**Data listing**

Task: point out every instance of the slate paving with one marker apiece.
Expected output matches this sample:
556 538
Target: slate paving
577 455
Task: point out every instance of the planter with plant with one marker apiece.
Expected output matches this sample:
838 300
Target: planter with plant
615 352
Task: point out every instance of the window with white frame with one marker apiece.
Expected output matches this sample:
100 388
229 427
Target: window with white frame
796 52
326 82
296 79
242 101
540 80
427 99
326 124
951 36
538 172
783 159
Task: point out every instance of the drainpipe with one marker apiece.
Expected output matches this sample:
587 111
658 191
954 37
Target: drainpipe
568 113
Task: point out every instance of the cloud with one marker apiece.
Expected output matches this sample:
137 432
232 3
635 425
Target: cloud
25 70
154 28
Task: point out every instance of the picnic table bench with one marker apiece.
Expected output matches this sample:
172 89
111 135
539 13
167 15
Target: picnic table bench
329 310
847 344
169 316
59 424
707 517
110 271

**What you should do**
Copy the entries word for word. Leave nothing out.

**Result of the task**
Task: point out every instance of the slate paving with one marker apiece.
Expected output matches this sample:
556 538
Target: slate paving
577 455
Task: point out every instance of the planter with plant with one marker apiece.
Expected output matches this sample:
838 300
Target: planter with plant
615 352
Task: point out every instance of the window with white frame with one marker apiece.
Expected output matches this sample:
100 388
229 427
Target: window with white frame
796 52
326 82
296 79
242 101
540 80
427 99
326 124
951 36
538 172
783 159
Task: point out every instance of the drainpipe with one marker apiece.
Expected output matches this sample:
587 111
658 191
954 37
Target: drainpipe
568 113
Task: point out every instance of the cloud with one marker apiece.
Expected output matches this sample:
137 432
232 3
635 425
Target: cloud
25 70
154 28
Task: point out every instance of the picnic table bench with one marker apiece.
Expected output matches this sample:
172 89
111 135
539 13
167 15
Target: picnic table bench
329 310
847 344
169 316
59 424
707 517
110 271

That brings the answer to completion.